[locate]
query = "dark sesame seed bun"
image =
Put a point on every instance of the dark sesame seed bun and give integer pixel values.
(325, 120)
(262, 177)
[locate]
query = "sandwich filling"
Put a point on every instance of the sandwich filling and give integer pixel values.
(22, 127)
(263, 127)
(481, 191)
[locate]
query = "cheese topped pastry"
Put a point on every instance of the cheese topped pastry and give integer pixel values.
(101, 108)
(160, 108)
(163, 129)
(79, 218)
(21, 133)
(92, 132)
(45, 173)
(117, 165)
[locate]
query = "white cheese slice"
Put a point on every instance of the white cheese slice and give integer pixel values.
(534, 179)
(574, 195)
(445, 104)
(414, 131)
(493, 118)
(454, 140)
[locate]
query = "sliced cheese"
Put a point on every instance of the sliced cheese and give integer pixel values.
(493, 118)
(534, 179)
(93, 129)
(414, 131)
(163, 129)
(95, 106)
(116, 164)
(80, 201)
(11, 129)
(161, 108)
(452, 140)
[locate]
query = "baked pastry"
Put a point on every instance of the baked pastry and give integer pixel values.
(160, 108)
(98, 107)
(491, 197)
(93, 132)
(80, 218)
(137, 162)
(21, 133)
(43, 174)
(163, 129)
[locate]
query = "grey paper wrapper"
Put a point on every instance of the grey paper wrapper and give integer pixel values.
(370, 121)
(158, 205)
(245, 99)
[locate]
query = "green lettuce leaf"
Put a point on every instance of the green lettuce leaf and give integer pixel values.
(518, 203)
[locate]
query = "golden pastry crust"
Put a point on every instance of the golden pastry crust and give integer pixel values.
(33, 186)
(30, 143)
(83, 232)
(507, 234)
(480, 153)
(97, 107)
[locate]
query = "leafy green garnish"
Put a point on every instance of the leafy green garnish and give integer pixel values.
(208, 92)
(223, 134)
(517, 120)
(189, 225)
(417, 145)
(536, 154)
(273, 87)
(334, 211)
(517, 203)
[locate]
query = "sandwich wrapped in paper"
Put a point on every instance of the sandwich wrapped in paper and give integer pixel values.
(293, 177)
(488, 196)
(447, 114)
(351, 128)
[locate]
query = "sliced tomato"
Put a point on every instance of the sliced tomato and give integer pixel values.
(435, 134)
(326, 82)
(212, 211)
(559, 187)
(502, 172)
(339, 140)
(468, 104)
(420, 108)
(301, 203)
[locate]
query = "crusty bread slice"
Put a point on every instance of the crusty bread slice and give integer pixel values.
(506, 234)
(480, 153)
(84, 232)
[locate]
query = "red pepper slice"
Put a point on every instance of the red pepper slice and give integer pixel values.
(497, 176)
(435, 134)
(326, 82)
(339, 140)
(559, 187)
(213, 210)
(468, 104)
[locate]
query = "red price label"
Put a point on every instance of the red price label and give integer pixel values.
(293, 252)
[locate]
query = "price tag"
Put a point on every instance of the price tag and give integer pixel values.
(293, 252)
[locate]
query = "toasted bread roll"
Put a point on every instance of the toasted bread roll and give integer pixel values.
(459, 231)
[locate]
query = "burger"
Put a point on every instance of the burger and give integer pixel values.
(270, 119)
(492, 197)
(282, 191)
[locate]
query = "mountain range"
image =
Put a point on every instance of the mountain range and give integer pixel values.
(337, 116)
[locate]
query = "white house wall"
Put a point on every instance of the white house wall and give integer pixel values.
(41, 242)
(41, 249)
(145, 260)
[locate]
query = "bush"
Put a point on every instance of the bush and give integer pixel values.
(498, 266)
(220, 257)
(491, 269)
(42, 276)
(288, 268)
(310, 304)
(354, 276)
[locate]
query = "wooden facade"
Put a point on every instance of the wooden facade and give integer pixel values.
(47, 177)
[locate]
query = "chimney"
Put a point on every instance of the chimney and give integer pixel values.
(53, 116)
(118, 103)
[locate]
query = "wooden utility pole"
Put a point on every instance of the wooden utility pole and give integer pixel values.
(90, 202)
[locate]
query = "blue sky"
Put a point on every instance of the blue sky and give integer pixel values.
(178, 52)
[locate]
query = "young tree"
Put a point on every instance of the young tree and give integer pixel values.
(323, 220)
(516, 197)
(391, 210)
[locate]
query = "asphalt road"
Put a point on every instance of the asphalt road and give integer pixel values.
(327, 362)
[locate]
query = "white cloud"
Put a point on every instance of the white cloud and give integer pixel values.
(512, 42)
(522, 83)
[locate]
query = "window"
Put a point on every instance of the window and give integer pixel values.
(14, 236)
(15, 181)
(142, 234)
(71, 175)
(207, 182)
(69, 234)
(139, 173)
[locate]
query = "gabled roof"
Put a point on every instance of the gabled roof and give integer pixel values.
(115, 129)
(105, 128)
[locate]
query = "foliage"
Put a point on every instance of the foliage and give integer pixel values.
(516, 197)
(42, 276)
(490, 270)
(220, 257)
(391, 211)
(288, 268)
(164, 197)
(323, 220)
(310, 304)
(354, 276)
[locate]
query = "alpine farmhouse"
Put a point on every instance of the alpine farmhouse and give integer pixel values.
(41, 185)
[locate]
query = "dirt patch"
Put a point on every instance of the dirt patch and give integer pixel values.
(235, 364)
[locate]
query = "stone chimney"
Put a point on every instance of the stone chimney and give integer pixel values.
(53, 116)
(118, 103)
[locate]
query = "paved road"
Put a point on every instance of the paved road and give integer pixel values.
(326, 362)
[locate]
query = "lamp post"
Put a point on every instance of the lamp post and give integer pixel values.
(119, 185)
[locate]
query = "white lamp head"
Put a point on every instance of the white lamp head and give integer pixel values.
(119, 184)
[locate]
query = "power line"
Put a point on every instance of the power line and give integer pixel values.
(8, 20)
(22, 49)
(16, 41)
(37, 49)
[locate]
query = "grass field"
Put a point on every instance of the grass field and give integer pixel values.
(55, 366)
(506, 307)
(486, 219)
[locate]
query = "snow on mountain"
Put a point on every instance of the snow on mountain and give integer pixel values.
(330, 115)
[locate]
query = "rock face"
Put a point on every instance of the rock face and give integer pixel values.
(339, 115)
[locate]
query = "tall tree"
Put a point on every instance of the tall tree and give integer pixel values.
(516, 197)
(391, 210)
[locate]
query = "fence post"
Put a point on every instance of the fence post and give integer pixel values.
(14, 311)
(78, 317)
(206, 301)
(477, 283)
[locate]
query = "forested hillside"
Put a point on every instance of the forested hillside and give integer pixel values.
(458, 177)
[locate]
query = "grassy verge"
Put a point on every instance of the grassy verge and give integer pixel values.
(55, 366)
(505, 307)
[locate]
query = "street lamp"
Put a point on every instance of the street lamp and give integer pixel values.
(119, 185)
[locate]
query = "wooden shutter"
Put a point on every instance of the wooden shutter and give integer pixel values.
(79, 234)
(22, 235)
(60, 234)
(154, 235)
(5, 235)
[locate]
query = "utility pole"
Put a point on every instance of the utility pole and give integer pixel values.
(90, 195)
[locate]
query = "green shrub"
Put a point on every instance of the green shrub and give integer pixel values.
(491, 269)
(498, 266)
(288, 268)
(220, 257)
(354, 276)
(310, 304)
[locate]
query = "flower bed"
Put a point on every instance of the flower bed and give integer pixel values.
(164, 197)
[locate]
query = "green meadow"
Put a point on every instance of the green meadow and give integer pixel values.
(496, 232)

********

#### [PROBLEM REQUIREMENTS]
Type out the material again exactly as presented.

#### [RESULT OF THE TASK]
[locate]
query = "dark sesame seed bun"
image =
Put a point on every instance of the dark sesame seed bun and give integer pixel values.
(325, 120)
(262, 177)
[locate]
query = "sandwich filling"
Put a point on every instance of the sandwich filling and give integer pixel values.
(22, 127)
(263, 127)
(481, 191)
[locate]
query = "cheese topped pastry"
Put a point on every instance of the cheese topped pastry and give integer pixel values.
(101, 108)
(160, 108)
(163, 129)
(79, 218)
(21, 133)
(92, 132)
(45, 173)
(117, 165)
[locate]
query = "white cheese slice"
Put a point on every instance of the white cheese slice and give integer pixel values.
(534, 179)
(574, 195)
(445, 104)
(414, 131)
(493, 118)
(454, 140)
[locate]
query = "sliced cheese"
Put a point on every instance of the sliced cheese and give integer pixel values.
(493, 118)
(534, 179)
(93, 129)
(414, 131)
(163, 129)
(95, 106)
(116, 164)
(80, 201)
(11, 129)
(161, 108)
(452, 140)
[locate]
query = "baked pastry"
Put a point on every instance of the baked pastry and give integer pixel values.
(160, 108)
(98, 107)
(491, 197)
(93, 132)
(80, 218)
(137, 162)
(21, 133)
(43, 174)
(163, 129)
[locate]
query = "grey paper wrapper"
Put a point on every instance of the grey paper wrapper and give integer pixel values.
(370, 121)
(158, 205)
(245, 99)
[locate]
query = "green lettuce leaf"
Put a point on every instance of the green lettuce leaf and give integer pixel values.
(518, 203)
[locate]
query = "golden pastry crust"
Put a point on every instance of the golden pastry crust and give integer pixel values.
(33, 186)
(30, 143)
(83, 232)
(507, 234)
(480, 153)
(97, 107)
[locate]
query = "leafy green garnish"
Put a point on every instance of the leafy green garnish and give integer pixel values.
(208, 92)
(223, 134)
(517, 120)
(189, 225)
(417, 145)
(536, 154)
(273, 87)
(334, 211)
(517, 203)
[locate]
query = "sandwich wrapped in paper"
Put a point on every instance of the sandwich wrapped in paper and give integer pixel values.
(293, 177)
(488, 196)
(447, 114)
(351, 128)
[locate]
query = "sliced tomato"
Put a point on every instance of the sliced tomato and give integer pixel values.
(435, 134)
(326, 82)
(212, 211)
(559, 187)
(502, 172)
(339, 140)
(468, 104)
(420, 108)
(301, 203)
[locate]
query = "crusty bread slice"
Put a point on every instance of the crusty bread slice and give integer pixel values.
(506, 234)
(480, 153)
(84, 232)
[locate]
query = "red pepper slice"
Put a point on every instance of the red pepper slice and give integer pixel values.
(497, 176)
(435, 134)
(326, 82)
(339, 140)
(559, 187)
(213, 210)
(468, 104)
[locate]
query = "red price label"
Put a point on every instance of the red price label and give integer pixel values.
(293, 252)
[locate]
query = "price tag"
Put a point on every instance of the price tag and give integer pixel values.
(293, 252)
[locate]
query = "toasted bread roll"
Put a point on every instance of the toasted bread roll and give integer pixel values.
(459, 231)
[locate]
query = "burger"
Put a point on every instance of the burger and give integer pixel values.
(270, 119)
(492, 197)
(282, 191)
[locate]
query = "mountain range"
image =
Put a point on every instance of the mountain range and give integer pixel values.
(337, 116)
[locate]
query = "white house wall"
Put a point on every instance of the white house wall and give integer pixel values.
(41, 242)
(41, 249)
(145, 260)
[locate]
query = "bush"
Put a point on every instance of the bush and give integer pixel values.
(498, 266)
(220, 257)
(491, 269)
(42, 276)
(288, 268)
(310, 304)
(354, 276)
[locate]
query = "wooden facade"
Put a point on every instance of the wooden facade and give integer pixel values.
(47, 177)
[locate]
query = "chimney"
Put a point on every instance of the chimney and give integer pixel values.
(53, 116)
(118, 103)
[locate]
query = "wooden utility pole"
Put a point on every instance of the wooden utility pole and give integer pixel values.
(90, 202)
[locate]
query = "blue sky"
Put a point on every instance of the blue sky and give integer pixel values.
(178, 52)
[locate]
query = "young tree"
Put a point on every instance of the young tree and give integer pixel values.
(323, 220)
(516, 197)
(391, 210)
[locate]
query = "asphalt road"
Put a point on every instance of the asphalt road and give integer pixel values.
(327, 362)
[locate]
query = "white cloud"
Put a point on every instance of the white cloud and give integer pixel values.
(512, 42)
(522, 83)
[locate]
query = "window"
Put a point on every instance of the window and give integer pixel values.
(14, 236)
(15, 181)
(142, 234)
(71, 175)
(207, 182)
(69, 234)
(139, 173)
[locate]
query = "gabled roof"
Put a point on every instance of the gabled roof and give integer pixel values.
(115, 129)
(105, 128)
[locate]
query = "foliage"
Put a point on every instance of the foliage and give integer pixel values.
(516, 197)
(42, 276)
(490, 270)
(220, 257)
(391, 211)
(288, 268)
(164, 197)
(323, 220)
(310, 304)
(354, 276)
[locate]
query = "alpine farmhouse"
Put a point on every instance of the alpine farmhouse and give integer pixel values.
(41, 185)
[locate]
query = "dirt patch"
Put a point on every instance of the dirt patch and give integer pixel values.
(235, 364)
[locate]
query = "stone chimney"
Put a point on every instance of the stone chimney and give integer pixel values.
(53, 116)
(118, 103)
[locate]
query = "paved road"
Put a point on every instance of the paved road and give integer pixel values.
(326, 362)
[locate]
query = "lamp post"
Put a point on every instance of the lamp post and give integer pixel values.
(119, 185)
[locate]
query = "white lamp head"
Put a point on every instance of the white lamp head and give integer pixel values.
(119, 184)
[locate]
query = "power line"
Put a point on every instance of the power line and give integer pixel values.
(8, 20)
(22, 49)
(16, 41)
(37, 49)
[locate]
query = "grass field"
Put a point on every instance of the grass field and give integer pixel values.
(55, 366)
(506, 307)
(486, 219)
[locate]
query = "snow on mountain"
Put a point on every instance of the snow on mountain and give integer pixel values.
(330, 115)
[locate]
query = "rock face"
Put a point on every instance of the rock face and give integer pixel values.
(339, 115)
[locate]
query = "tall tree"
Put a point on every instance of the tall tree and give integer pixel values.
(516, 197)
(391, 210)
[locate]
query = "fence post"
Put a point on every instance of the fence post and give integer pixel values.
(14, 311)
(78, 317)
(206, 301)
(477, 283)
[locate]
query = "forested hillside"
Put a point on every instance of the forested hillside and give integer pixel values.
(458, 177)
[locate]
query = "grassy verge"
Put a point on every instance of the grassy verge and give integer pixel values.
(55, 366)
(505, 307)
[locate]
query = "street lamp"
Put a point on every instance of the street lamp and give integer pixel values.
(119, 185)
[locate]
query = "wooden shutter"
Put a point on every instance of the wooden shutter and give integer pixel values.
(79, 234)
(22, 235)
(60, 234)
(154, 235)
(5, 235)
[locate]
query = "utility pole"
Put a point on every instance of the utility pole and give integer pixel values.
(90, 195)
[locate]
query = "green shrub"
Put a point on every instance of the green shrub and give integer pixel values.
(491, 269)
(498, 266)
(288, 268)
(220, 257)
(354, 276)
(310, 304)
[locate]
query = "flower bed"
Put a point on every instance of the flower bed and give integer pixel values.
(164, 197)
[locate]
query = "green meadow"
Put a point on every instance of the green meadow and give integer pixel values.
(496, 232)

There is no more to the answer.